DIRECTIONS
Copy the data word for word, keeping every line.
━━━━━━━━━━━━━━━━━━━━━━━━━━━━━━
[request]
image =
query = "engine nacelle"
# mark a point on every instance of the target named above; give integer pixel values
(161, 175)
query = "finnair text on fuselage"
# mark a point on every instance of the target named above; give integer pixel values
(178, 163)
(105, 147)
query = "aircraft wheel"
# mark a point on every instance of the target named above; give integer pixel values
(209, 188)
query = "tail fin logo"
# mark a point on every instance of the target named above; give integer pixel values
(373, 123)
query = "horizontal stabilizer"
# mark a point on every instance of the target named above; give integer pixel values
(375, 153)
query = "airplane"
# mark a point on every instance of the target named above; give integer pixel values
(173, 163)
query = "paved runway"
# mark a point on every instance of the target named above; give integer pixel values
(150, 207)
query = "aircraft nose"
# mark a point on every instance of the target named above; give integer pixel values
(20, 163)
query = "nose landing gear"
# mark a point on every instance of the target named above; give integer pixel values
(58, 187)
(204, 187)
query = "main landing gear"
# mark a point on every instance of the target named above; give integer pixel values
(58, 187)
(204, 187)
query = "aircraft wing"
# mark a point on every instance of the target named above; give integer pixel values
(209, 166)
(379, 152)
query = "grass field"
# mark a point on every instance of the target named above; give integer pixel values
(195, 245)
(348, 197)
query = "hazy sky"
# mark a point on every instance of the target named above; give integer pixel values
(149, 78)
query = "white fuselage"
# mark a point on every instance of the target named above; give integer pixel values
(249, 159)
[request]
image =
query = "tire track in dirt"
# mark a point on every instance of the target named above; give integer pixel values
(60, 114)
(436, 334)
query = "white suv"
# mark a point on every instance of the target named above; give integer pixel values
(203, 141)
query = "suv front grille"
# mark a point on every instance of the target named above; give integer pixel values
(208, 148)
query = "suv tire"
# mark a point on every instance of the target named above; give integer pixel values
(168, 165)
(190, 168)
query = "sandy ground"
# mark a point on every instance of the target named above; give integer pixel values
━━━━━━━━━━━━━━━━━━━━━━━━━━━━━━
ANSWER TO THIS EXERCISE
[request]
image =
query = "engine nacelle"
# mark a point on every instance of the target named above; give integer pixel values
(161, 175)
query = "finnair text on fuselage"
# mark a point on every instance of the target named above; give integer pixel values
(178, 163)
(105, 147)
query = "aircraft wheel"
# mark a point on every instance of the target named above; give integer pixel values
(209, 188)
query = "tail fin logo"
# mark a point on every instance of the target named above; give integer pixel values
(373, 123)
query = "horizontal stabilizer"
# mark a point on every instance of the target named above; give integer pixel values
(375, 153)
query = "airplane"
# mark a point on every instance of the target named above; give integer pixel values
(173, 163)
query = "paved runway"
# mark a point on every instance of the target named above; give integer pixel values
(150, 207)
query = "aircraft nose"
# mark a point on every instance of the target named above; give integer pixel values
(20, 163)
query = "nose landing gear"
# mark a point on every instance of the target named above; give integer pixel values
(58, 187)
(204, 187)
query = "main landing gear"
# mark a point on every instance of the target named above; give integer pixel values
(58, 187)
(204, 187)
query = "aircraft wing"
# mark a point on every instance of the target named above; give integer pixel values
(209, 166)
(379, 152)
query = "grass field"
# mark a point on every instance of the target named above; give integer pixel values
(195, 245)
(348, 197)
query = "hazy sky"
# mark a point on every instance of the target named above; give integer pixel values
(149, 78)
query = "white fuselage"
# mark a point on every instance of the target named above; give integer pixel values
(249, 159)
[request]
image =
query = "tire track in dirt"
# mark a point on every instance of the target named above; give integer pixel values
(60, 114)
(436, 334)
query = "white suv"
# mark a point on every instance of the target named above; give integer pixel values
(203, 141)
query = "suv front grille"
# mark a point on every instance of the target named above; give integer pixel values
(208, 148)
query = "suv tire"
# mark a point on every instance of the target named above; give integer pixel values
(168, 165)
(190, 168)
query = "sandy ground"
# mark a point on every instance of the target named above; give integer pixel values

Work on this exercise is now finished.